# Barbeque Grills at Harborside at Atlantis



## Steve Hank (Apr 26, 2006)

Does anyone know if they have BBQ Grills at Harborside for the guests use?  With the absence of a true oven, this would be a need for us.

Thanks,

Steve


----------



## vic714 (Apr 26, 2006)

Steve Hank said:
			
		

> Does anyone know if they have BBQ Grills at Harborside for the guests use?  With the absence of a true oven, this would be a need for us.
> 
> Thanks,
> 
> Steve



Good question. I have been so use to having one when we visit WMH I really missed it when we didn't have one when we were at Vistana Villages last month.

Now if we can only snag a res. through SVN to visit Harborside.:whoopie: 

Victor


----------



## iluvwdw (Apr 26, 2006)

I have been there three times (4th trip coming up!) and I have NEVER seen a BBQ grill anywhere, nor do I know where they'd even put them.  

They do have a convection oven in all villas.


----------



## tsl (Apr 26, 2006)

(Collected data entries)
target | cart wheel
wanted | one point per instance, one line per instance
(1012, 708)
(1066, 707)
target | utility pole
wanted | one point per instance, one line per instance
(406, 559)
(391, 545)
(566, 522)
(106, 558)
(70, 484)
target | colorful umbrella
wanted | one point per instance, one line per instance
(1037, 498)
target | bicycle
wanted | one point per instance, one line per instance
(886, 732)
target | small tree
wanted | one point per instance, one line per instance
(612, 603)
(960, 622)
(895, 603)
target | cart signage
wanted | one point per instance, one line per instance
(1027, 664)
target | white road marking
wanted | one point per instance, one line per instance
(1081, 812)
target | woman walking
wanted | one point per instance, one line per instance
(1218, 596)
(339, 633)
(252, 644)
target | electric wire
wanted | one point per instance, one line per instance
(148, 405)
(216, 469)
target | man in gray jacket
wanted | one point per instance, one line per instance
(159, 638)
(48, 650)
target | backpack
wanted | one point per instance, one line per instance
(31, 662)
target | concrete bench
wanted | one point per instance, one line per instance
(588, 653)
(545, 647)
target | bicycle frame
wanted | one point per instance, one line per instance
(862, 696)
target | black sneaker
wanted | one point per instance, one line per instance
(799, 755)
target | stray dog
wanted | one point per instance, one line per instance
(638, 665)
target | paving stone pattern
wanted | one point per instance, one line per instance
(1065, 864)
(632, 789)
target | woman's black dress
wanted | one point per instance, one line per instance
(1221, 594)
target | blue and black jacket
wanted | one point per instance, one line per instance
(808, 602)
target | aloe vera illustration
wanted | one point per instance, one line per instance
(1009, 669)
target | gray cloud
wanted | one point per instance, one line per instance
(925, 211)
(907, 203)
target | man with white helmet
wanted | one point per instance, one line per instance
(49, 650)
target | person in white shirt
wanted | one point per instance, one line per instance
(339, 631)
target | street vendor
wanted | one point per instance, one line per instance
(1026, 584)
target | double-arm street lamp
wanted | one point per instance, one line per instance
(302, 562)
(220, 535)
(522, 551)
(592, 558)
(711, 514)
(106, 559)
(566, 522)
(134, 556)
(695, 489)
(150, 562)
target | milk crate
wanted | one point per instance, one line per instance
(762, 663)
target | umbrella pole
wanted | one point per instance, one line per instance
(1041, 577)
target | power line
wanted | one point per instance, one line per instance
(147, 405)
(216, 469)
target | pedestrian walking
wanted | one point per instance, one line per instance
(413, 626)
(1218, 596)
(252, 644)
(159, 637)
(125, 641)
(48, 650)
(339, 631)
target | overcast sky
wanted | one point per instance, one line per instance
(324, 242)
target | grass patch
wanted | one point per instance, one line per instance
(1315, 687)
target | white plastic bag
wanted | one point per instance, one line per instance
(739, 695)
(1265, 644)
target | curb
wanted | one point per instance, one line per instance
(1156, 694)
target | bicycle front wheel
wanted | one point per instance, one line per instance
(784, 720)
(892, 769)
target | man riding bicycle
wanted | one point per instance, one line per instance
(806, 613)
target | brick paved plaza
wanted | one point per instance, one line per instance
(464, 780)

--

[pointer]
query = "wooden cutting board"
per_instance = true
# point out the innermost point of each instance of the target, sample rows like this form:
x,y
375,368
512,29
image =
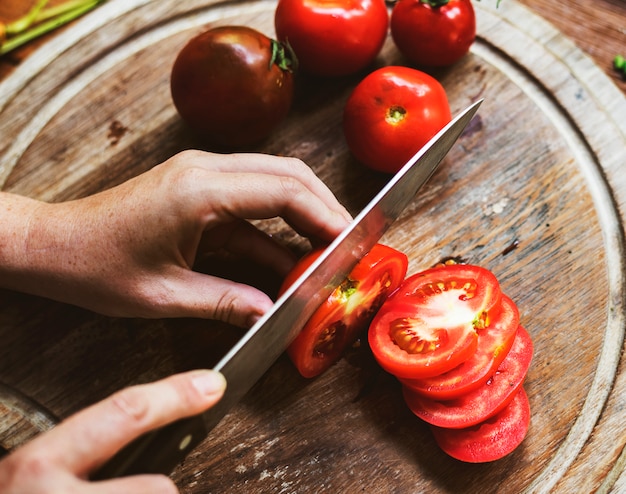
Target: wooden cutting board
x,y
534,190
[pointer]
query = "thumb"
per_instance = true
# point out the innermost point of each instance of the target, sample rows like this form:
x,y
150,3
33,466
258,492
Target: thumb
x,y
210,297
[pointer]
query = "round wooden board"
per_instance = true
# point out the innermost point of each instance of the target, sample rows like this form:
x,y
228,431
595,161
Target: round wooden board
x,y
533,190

## Exercise requirements:
1) For the thread about barbecue grills at Harborside, decide whether each statement agrees with it. Answer yes or no, and quote the words from the thread that settle it.
(a) Steve Hank says there is no true oven.
(b) iluvwdw has already been to Harborside four times.
(c) iluvwdw says every villa has a convection oven.
2) Answer these questions from the thread about barbecue grills at Harborside.
(a) Where did Victor stay last month without a grill?
(b) Through what does Victor hope to get a reservation at Harborside?
(c) What kind of oven does iluvwdw say the villas have?
3) Write the next part of the thread about barbecue grills at Harborside, picking up where it stops.

## Results:
1)
(a) Yes: "With the absence of a true oven, this would be a need for us."
(b) No: "I have been there three times (4th trip coming up!)"
(c) Yes: "They do have a convection oven in all villas."

2)
(a) Vistana Villages
(b) SVN
(c) A convection oven

3)
iluvwdw said:
			
		

> I have been there three times (4th trip coming up!) and I have NEVER seen a BBQ grill anywhere, nor do I know where they'd even put them.
> 
> They do have a convection oven in all villas.




We didn't see any when we were there and we looked b/c ate in several nights.  I totally agree that they need some.  Maybe the owners should take this up..............


----------



## bigeyes1 (Apr 26, 2006)

I'll chime in, too.  We didn't see any BBQ grills during our stay, either.  Sad, isn't it??


----------



## JLB (Apr 26, 2006)




----------



## gmarine (Apr 26, 2006)

No BBQ grills at Harborside.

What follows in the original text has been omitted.